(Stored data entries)
* * * * * * *

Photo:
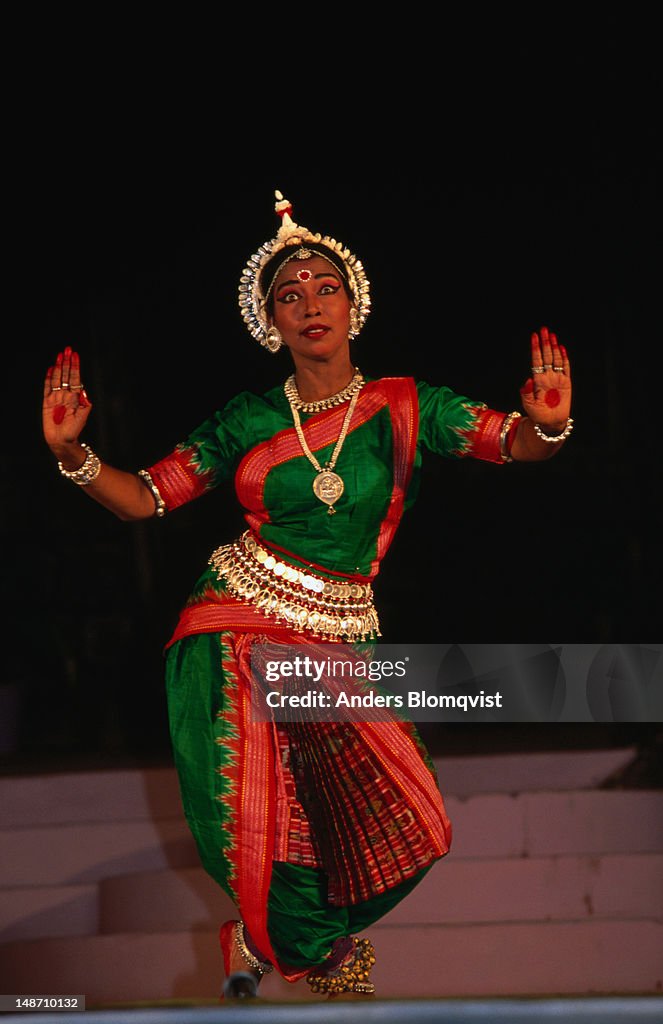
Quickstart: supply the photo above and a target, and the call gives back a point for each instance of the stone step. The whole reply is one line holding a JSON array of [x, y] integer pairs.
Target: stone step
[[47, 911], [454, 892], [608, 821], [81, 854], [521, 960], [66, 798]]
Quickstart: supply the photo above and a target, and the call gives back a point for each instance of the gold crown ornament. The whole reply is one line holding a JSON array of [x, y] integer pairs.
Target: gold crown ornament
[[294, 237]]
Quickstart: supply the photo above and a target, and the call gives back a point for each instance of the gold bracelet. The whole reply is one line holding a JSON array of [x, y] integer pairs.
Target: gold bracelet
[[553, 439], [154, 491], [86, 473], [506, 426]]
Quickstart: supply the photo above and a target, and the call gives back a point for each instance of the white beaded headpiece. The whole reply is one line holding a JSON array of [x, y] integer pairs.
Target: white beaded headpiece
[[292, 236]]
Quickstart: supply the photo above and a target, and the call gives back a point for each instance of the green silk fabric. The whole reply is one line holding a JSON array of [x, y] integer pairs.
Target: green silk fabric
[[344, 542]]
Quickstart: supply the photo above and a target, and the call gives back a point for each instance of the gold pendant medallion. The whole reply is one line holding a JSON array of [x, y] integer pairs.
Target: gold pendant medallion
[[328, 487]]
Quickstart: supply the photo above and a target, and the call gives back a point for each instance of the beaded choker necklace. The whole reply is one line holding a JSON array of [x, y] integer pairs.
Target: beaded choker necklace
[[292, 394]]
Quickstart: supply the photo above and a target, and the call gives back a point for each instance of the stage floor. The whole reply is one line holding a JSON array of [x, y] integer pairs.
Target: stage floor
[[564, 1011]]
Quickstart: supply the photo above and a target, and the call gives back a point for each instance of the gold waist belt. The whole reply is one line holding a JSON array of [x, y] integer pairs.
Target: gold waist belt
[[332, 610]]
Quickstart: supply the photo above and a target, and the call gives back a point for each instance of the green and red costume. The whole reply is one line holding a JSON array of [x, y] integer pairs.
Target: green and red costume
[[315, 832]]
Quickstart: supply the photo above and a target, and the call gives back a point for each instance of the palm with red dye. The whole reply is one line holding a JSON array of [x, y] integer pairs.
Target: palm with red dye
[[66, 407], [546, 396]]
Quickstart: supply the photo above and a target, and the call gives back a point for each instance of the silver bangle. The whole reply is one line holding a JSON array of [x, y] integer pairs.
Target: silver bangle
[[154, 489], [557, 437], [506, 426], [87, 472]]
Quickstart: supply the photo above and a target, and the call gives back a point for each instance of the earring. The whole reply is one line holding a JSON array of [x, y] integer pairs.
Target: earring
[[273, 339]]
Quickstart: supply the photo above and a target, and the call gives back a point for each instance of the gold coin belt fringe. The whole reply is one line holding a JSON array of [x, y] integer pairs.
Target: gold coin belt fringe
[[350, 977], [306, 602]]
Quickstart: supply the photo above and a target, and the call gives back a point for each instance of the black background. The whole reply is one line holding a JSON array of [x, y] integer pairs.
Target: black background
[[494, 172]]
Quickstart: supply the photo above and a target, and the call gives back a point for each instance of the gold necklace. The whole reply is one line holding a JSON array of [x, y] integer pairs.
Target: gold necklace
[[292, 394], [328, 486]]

* * * * * * *

What to produce:
With the images excluded, output every record verbatim.

Solved exercise:
Photo:
Quickstart: supply the photo above and a target, and the call gives back a point for each instance of the stone step. The whole reply is one line holding a JSON array of [x, y] integer pairs.
Target: stone step
[[47, 911], [454, 892], [608, 821], [81, 854], [521, 960], [66, 798]]
Quickstart: supply the photo above and a target, and the call gives back a point for each instance of the gold crown ornament. The whole reply is one line holding a JSON array of [x, y] integer pairs.
Target: gold crown ornament
[[294, 237]]
Quickstart: supply the photo above and a target, and the call gives back a point for each instance of the gold bracelet. The whole reply is one line holding a JSON array of [x, y] integer pairs.
Target: gold bracelet
[[553, 439], [154, 491], [86, 473], [506, 426]]
Quickstart: supply the photo above and a target, and the call gives back a point for each instance of the white beaded headpiece. The whole reply is one line holding a JSON array of [x, y] integer pairs.
Target: white beaded headpiece
[[292, 236]]
Quickstart: supply the photo above and a target, and the call gives back a point for each instance of the green silk fabric. The whole reply is one line holding a JSON array of [x, y] integer pairs.
Target: green silk fabric
[[344, 542]]
Quickstart: supply the photo above and a target, and the call gives back a point for each instance of the gold pendant medallion. The whole reply is one line holding a JSON array of [x, y] integer pairs.
Target: gold pendant medallion
[[328, 487]]
Quickstart: supply the photo above and a target, and the call gives back a point for each instance of the beaded choker necklace. The whole reply is one line holding a JSON array of [x, y] integer pairs.
Target: beaded choker necklace
[[292, 394]]
Quickstart: supply the photo above and a target, and the call gives back a point for each instance of the stage floor. The whole reply is one line holding a JSON array of [x, y] integer pairs.
Target: stage floor
[[564, 1011]]
Quickstart: supply the photo above and a target, and the call gives back a point for each instance of the gold waist belt. The whole reply is one line holding a JSON array of [x, y] integer pairs.
Target: gold waist belt
[[332, 610]]
Quickstart: supply the photo above and a target, and the call gives back a point for each instance of the green and red costume. The whole reply is one line holding a JSON array of [x, y] integer pairs.
Target: green and red costume
[[315, 832]]
Quickstart: supply the photo above and a target, and the call gives back a point for each instance of the palm with red dye. The whole reply is one line holding a JSON array of [x, y] integer pairs.
Target: palm with red dye
[[66, 407], [546, 396]]
Quickstart: supply the photo above and a target, and the call gives back a point for each instance of the silver bangle. The whole reply is one line holding a JSON array of [x, y] integer pairs.
Target: silver bangle
[[154, 489], [557, 437], [506, 426], [87, 472]]
Quickstart: supply the photo above and a target, and the call gives back a point for each instance of the earring. The whole reply is one line holding a JSON array of [x, y] integer pairs.
Target: earring
[[273, 339]]
Quickstart: supply the photo above and a target, and the call gives back a point for each instance of the gold coin belt fringe. The whole reply is one line holding a JSON array of [x, y] integer pairs.
Target: gold coin belt fringe
[[350, 977], [306, 602]]
Quickstart: supply the photo above and a target, and the call gives back a point for each instance of the black background. The whole reply is one line holding a JSON array of [x, y] integer pairs.
Target: black background
[[494, 172]]
Quickstart: supply the photo above and a target, and the call gives back a point for each instance of the gold necklace. The whole reply is one line holding a JSON array of [x, y] integer pairs.
Target: gold necklace
[[292, 394], [328, 486]]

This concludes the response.